Start Document passage

On Tue, 13 Feb 2007, Brad Boyer wrote:
On Tue, Feb 13, 2007 at 03:26:09PM +1100, Finn Thain wrote:
On Sun, 11 Feb 2007, Brad Boyer wrote:
I'm working on getting the macio bus finished on m68k, but I haven't
had enough time to work on it recently. It's a bit of a pain, since
it means moving the hardware data out of the individual drivers into
something more generic.
From a cohesion point of view, that isn't ideal. Could that data be
placed in __init structs and remain in the drivers?
I know it isn't ideal, but I wanted to be able to share more drivers
with the pmac versions. Some of the drivers I was hoping to share are
mace,
There's not much point trying to reuse mace. The ppc macs have mace behind
the descriptor-based dma engine, which involves the larger part of the
code in the driver. My recent macmace patch brought the two closer, but I
feel that it would become a #ifdef disaster if it were a single driver.
There is some chance for a {macsonic,jazzsonic,sonic}.c style split, but
the common code is small (chip initialisation), unlikely to change, and it
is only replicated once anyway.
pmac_zilog, and mac53c94. I'm sure there are more.
Certainly CUDA.
I suppose I could make some kind of data load call in the init only on
m68k. I know the ppc port already has the hardware tables from firmware
on any PCI mac, and the nbpmac port just builds up a fake firmware table
and shoves it into the generic ppc code.
Did that ever go upstream? If we are going to fake openfirmware, isn't the
logical conclusion a rewrite of the bootloaders?

End Document passage
Start Data excerpts

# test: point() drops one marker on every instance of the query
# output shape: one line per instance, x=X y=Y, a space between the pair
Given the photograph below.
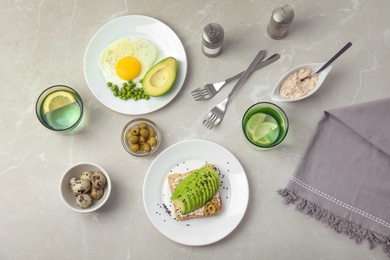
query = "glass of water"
x=60 y=108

End Data excerpts

What you will do: Continue the email thread about moving Mac hardware data out of m68k drivers, starting right after its last message.

In response:
Doing that probably makes sense for nubus powermacs, since they share more
drivers with pci powermacs. In our case, it is zilog, scsi and cuda (maybe
pmu, but a minority of drivers anyway).
I'll take a look at it.
I currently have something like the nbpmac port in ppc does, with a
bunch of hard-coded tables matched onto the gestalt ID passed in
from Penguin. Suggestions of a better idea would be good.
This is what mac_identify() does too. I don't see a problem with using
the gestalt ID (?) If nothing else, it lets me use "I wish I were" to
get my Daystar Mac II to show up as a Mac IIx (i.e. a supported
model). What's wrong with a probe routine that just tests the
macintosh_config global?
Well, the macintosh_config global doesn't have information about all the
onboard hardware.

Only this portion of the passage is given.